*** Listed records
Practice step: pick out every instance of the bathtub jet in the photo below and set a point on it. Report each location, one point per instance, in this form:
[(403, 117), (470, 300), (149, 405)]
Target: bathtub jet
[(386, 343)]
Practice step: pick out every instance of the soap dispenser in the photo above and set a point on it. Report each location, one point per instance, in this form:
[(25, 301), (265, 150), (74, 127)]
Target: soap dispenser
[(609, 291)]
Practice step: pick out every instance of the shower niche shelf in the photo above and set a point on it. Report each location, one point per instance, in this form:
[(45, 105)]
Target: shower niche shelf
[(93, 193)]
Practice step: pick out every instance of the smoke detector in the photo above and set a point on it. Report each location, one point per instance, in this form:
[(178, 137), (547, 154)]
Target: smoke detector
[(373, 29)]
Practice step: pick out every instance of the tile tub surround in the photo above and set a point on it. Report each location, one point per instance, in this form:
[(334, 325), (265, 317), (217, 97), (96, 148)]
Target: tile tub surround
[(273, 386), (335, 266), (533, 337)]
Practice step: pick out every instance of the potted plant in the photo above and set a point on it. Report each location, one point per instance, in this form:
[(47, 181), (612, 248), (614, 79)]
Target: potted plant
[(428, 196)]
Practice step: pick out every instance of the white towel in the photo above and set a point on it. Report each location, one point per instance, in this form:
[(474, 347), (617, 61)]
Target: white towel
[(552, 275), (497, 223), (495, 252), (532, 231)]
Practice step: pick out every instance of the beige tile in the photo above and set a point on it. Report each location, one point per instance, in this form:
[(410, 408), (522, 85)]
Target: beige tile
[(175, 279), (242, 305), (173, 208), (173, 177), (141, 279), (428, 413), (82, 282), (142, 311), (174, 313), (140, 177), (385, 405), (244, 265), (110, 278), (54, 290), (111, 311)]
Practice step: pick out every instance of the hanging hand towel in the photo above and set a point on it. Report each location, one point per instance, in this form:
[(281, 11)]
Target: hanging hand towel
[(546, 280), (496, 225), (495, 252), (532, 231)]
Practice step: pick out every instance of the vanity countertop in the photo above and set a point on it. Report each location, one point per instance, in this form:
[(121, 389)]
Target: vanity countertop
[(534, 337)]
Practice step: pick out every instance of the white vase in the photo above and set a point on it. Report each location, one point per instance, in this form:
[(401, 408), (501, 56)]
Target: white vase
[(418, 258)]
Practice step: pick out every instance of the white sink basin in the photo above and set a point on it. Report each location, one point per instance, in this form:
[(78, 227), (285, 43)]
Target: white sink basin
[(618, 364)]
******
→ Task
Give back, unchanged, the line that holds "[(121, 389)]" along with all lines after it through the last line above.

→ Written response
[(121, 389)]
Target: vanity countertop
[(534, 337)]
Practice step: pick out every instance of the white vase in the photo above and set a point on it. Report each location, one point per instance, in this form:
[(401, 408), (501, 56)]
Target: white vase
[(418, 258)]
Practice step: pick out every instance of the white sink basin in the photo above and set a point on it. Report each location, one point per instance, in this form:
[(78, 227), (285, 43)]
Target: white sink basin
[(618, 364)]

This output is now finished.